------ Data shown ------

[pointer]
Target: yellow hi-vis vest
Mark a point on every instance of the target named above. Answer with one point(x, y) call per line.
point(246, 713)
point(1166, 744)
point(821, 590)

------

### What is expected
What is needed is an exact transcription of every entry above.

### Exercise solution
[pointer]
Target: yellow hi-vis vest
Mark a point on every instance of the target named above. Answer with one point(x, y) call per line.
point(246, 713)
point(1166, 744)
point(821, 590)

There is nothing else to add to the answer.